INFORMATION GIVEN:
---

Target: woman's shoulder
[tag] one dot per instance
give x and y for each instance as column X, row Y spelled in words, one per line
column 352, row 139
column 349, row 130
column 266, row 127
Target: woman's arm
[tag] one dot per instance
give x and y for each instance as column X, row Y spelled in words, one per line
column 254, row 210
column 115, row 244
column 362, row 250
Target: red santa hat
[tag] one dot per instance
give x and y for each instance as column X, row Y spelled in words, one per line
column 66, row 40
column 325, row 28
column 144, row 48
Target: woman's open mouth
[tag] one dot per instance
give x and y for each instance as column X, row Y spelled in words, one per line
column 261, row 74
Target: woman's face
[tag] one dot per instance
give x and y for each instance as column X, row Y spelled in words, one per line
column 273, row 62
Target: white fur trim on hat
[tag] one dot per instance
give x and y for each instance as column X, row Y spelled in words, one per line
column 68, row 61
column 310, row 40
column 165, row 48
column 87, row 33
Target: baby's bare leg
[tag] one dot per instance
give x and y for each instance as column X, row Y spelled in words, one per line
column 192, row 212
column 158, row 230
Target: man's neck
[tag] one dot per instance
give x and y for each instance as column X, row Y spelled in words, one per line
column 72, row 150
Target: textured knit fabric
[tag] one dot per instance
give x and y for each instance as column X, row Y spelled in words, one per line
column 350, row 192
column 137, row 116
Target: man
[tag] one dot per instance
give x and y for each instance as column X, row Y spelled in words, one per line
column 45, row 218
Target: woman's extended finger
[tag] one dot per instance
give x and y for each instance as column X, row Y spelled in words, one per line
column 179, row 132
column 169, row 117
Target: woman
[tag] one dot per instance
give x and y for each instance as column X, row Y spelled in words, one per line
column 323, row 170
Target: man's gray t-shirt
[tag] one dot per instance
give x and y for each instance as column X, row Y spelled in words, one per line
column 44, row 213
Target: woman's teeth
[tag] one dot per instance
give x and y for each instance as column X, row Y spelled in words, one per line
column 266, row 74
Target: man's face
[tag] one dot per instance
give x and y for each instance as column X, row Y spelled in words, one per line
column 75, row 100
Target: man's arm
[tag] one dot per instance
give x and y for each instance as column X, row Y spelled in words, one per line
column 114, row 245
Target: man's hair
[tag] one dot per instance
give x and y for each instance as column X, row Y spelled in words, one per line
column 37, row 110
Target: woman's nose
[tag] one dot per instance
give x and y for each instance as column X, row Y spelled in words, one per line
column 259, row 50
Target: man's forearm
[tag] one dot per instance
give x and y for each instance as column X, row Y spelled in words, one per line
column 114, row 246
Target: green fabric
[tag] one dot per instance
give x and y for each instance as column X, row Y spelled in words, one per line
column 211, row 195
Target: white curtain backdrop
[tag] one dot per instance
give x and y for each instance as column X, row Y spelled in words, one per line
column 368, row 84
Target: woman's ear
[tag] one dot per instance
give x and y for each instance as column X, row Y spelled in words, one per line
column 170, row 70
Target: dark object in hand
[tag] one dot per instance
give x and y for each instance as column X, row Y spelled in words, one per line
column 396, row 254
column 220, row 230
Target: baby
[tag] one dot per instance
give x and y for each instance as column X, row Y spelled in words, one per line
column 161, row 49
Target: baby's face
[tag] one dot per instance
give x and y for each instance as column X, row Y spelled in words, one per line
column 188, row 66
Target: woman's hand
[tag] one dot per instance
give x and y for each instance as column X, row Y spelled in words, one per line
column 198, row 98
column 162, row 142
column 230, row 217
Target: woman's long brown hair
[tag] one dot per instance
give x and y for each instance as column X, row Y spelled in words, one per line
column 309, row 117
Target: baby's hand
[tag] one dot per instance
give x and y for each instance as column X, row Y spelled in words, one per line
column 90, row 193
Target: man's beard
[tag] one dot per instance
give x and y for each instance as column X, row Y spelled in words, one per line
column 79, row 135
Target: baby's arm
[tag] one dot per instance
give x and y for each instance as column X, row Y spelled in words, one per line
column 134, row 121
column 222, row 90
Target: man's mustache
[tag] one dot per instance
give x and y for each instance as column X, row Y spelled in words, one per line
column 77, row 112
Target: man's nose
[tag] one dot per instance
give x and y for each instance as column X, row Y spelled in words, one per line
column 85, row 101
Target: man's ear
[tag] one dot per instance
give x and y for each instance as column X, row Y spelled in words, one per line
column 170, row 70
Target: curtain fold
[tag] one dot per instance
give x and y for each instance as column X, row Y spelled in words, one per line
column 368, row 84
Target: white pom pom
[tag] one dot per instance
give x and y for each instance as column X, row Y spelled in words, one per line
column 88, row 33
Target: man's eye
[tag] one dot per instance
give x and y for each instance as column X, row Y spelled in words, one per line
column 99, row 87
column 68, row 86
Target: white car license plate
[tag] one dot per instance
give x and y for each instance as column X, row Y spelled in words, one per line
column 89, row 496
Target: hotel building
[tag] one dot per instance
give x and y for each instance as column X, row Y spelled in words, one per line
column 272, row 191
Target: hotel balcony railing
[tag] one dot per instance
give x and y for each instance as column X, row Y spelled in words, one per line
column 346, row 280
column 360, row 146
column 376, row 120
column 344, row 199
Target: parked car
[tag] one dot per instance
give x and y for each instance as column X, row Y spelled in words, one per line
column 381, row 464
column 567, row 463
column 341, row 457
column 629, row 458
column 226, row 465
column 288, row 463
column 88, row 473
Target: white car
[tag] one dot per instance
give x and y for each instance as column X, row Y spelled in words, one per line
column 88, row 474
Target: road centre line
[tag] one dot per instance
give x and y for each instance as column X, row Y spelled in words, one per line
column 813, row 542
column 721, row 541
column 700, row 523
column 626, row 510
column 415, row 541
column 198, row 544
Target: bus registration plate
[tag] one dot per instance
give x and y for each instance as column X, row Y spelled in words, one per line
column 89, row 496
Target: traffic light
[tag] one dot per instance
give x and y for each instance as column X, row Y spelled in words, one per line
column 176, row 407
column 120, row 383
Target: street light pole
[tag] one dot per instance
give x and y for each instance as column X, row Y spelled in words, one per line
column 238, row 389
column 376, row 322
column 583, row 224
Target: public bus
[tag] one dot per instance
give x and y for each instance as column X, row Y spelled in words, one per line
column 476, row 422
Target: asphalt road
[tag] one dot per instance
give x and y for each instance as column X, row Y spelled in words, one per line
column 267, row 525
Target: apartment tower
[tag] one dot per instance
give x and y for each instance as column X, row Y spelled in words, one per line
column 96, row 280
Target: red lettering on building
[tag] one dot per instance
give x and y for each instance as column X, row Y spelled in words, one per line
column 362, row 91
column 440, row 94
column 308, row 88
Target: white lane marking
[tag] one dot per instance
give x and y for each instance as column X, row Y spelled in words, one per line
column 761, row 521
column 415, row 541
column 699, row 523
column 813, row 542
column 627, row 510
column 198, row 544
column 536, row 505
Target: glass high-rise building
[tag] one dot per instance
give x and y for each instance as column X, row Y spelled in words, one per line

---

WHAT YOU NEED TO DO: Reproduce, word for word, all of the entries above.

RESPONSE BELOW:
Target: woman's shoulder
[tag] one dot per instance
give x and y for each instance as column X, row Y spelled in words, one per line
column 352, row 139
column 349, row 130
column 266, row 127
Target: woman's arm
[tag] one dot per instance
give x and y for each instance as column X, row Y spelled in words, one per line
column 254, row 210
column 115, row 244
column 362, row 250
Target: red santa hat
[tag] one dot per instance
give x and y for each instance as column X, row Y spelled in words, one per line
column 66, row 40
column 325, row 28
column 144, row 48
Target: woman's open mouth
[tag] one dot per instance
give x and y for each instance as column X, row Y spelled in words, one per line
column 261, row 74
Target: woman's face
[tag] one dot per instance
give x and y for each instance as column X, row Y spelled in words, one per line
column 273, row 62
Target: white fur trim on hat
[tag] one dot per instance
give x and y for each instance as column X, row Y spelled in words, one per line
column 68, row 61
column 310, row 40
column 165, row 48
column 87, row 33
Target: baby's bare leg
[tag] one dot per instance
give x and y for each instance as column X, row Y spelled in words, one per line
column 192, row 212
column 158, row 230
Target: man's neck
[tag] one dot per instance
give x and y for each instance as column X, row Y spelled in words, one per line
column 72, row 150
Target: textured knit fabric
[tag] one dot per instance
give x and y for each instance as column X, row Y spelled in words, one per line
column 350, row 192
column 137, row 116
Target: man
[tag] one dot per instance
give x and y for each instance as column X, row Y spelled in words, one per line
column 45, row 218
Target: woman's extended finger
[tag] one dot per instance
give x and y for each instance as column X, row Y spelled in words, one per line
column 179, row 132
column 169, row 117
Target: woman
[tag] one dot per instance
give x and y for each instance as column X, row Y spelled in words, one per line
column 323, row 170
Target: man's gray t-shirt
[tag] one dot per instance
give x and y for each instance as column X, row Y spelled in words, one per line
column 44, row 213
Target: woman's teeth
[tag] one dot per instance
give x and y for each instance as column X, row Y spelled in words, one per line
column 266, row 74
Target: man's face
[tag] one dot per instance
give x and y for each instance as column X, row Y spelled in words, one per line
column 75, row 100
Target: man's arm
[tag] one dot per instance
give x and y for each instance as column X, row Y spelled in words, one per line
column 114, row 245
Target: man's hair
[tag] one dot per instance
give x and y for each instance as column X, row Y spelled in words, one per line
column 37, row 110
Target: woman's nose
[tag] one dot per instance
give x and y for each instance as column X, row Y spelled in words, one per line
column 259, row 50
Target: man's forearm
[tag] one dot per instance
give x and y for each instance as column X, row Y spelled in words, one per line
column 114, row 246
Target: green fabric
[tag] one dot per instance
give x and y for each instance as column X, row Y spelled in words, one per line
column 211, row 195
Target: white curtain backdrop
[tag] one dot per instance
give x and y for each instance as column X, row Y spelled in words, one per line
column 368, row 84
Target: woman's ear
[tag] one dot per instance
give x and y for each instance as column X, row Y spelled in words, one per line
column 170, row 70
Target: dark object in hand
[tag] one dot per instance
give x and y for each instance as column X, row Y spelled in words, one per line
column 396, row 254
column 220, row 230
Target: baby
[tag] one dot per instance
give x and y for each instance as column X, row Y spelled in words, one per line
column 161, row 49
Target: baby's face
[tag] one dot per instance
give x and y for each instance as column X, row Y spelled in words, one per line
column 188, row 66
Target: woman's hand
[tag] one dot per instance
give x and y for each instance as column X, row Y spelled in words, one per line
column 198, row 98
column 162, row 142
column 230, row 217
Target: woman's long brown hair
[tag] one dot per instance
give x and y for each instance as column X, row Y spelled in words, one per line
column 309, row 117
Target: baby's hand
[tag] one dot per instance
give x and y for each instance as column X, row Y spelled in words, one per line
column 90, row 193
Target: man's beard
[tag] one dot per instance
give x and y for each instance as column X, row Y spelled in words, one per line
column 79, row 135
Target: baby's arm
[tag] one dot per instance
give x and y for each instance as column X, row Y spelled in words, one per line
column 134, row 121
column 222, row 90
Target: man's mustache
[tag] one dot per instance
give x and y for each instance as column X, row Y spelled in words, one per line
column 77, row 112
Target: man's nose
[tag] one dot per instance
give x and y for each instance as column X, row Y spelled in words, one per line
column 85, row 101
Target: man's ear
[tag] one dot per instance
give x and y for each instance as column X, row Y spelled in words, one per line
column 170, row 70
Target: curtain fold
[tag] one dot per instance
give x and y for each instance as column X, row Y spelled in words, one per line
column 368, row 84
Target: white pom pom
[tag] one dot per instance
give x and y for each instance as column X, row Y spelled in words, one per line
column 88, row 33
Target: man's eye
[tag] one dot per instance
give x and y for each instance as column X, row Y spelled in words, one per line
column 99, row 87
column 68, row 86
Target: white car license plate
[tag] one dot per instance
give x and y for each instance as column X, row Y spelled in words, one per line
column 89, row 496
Target: hotel building
[tag] one dot per instance
give x and y for each instance as column X, row Y spelled in words, one per line
column 272, row 191
Target: hotel balcony railing
[tag] one dot per instance
give x and y for each instance as column X, row Y spelled in words, one per line
column 346, row 280
column 360, row 146
column 376, row 120
column 344, row 199
Target: parked car
[tag] one dot per instance
give x and y for each instance as column X, row Y spelled in words, one per line
column 381, row 464
column 567, row 463
column 341, row 457
column 629, row 458
column 226, row 465
column 288, row 463
column 88, row 473
Target: white car
[tag] one dot per instance
give x and y for each instance as column X, row Y spelled in words, one per line
column 88, row 474
Target: road centre line
[tag] one dot per instance
give x and y for each instance as column X, row Y spelled in words, one per line
column 813, row 542
column 721, row 541
column 700, row 523
column 626, row 510
column 415, row 541
column 198, row 544
Target: bus registration plate
[tag] one dot per instance
give x and y for each instance as column X, row Y spelled in words, one per line
column 89, row 496
Target: traffic light
[tag] one dot per instance
give x and y for each instance as column X, row Y spelled in words, one per line
column 176, row 407
column 120, row 383
Target: street light pole
[tag] one dot per instance
give x and y for each instance as column X, row Y spelled in words, one per line
column 238, row 389
column 376, row 322
column 583, row 224
Target: public bus
[tag] one dot per instance
give x and y for each instance as column X, row Y spelled in words, one per line
column 476, row 422
Target: asphalt road
[tag] one dot per instance
give x and y for each instance as column X, row Y spelled in words, one per line
column 267, row 525
Target: apartment tower
[tag] one dot per instance
give x and y for each instance as column X, row Y spelled in words, one per line
column 96, row 280
Target: red lettering on building
[tag] one dot per instance
give x and y for each instance as column X, row Y spelled in words, one per line
column 362, row 91
column 440, row 94
column 308, row 88
Target: white lane marking
[tag] one dot per instance
give x and y for each instance as column X, row Y spelled in words, one per line
column 761, row 521
column 415, row 541
column 699, row 523
column 813, row 542
column 627, row 510
column 198, row 544
column 536, row 505
Target: glass high-rise building
[tag] one dot per instance
give x and y for each instance as column X, row Y spelled in words, one per line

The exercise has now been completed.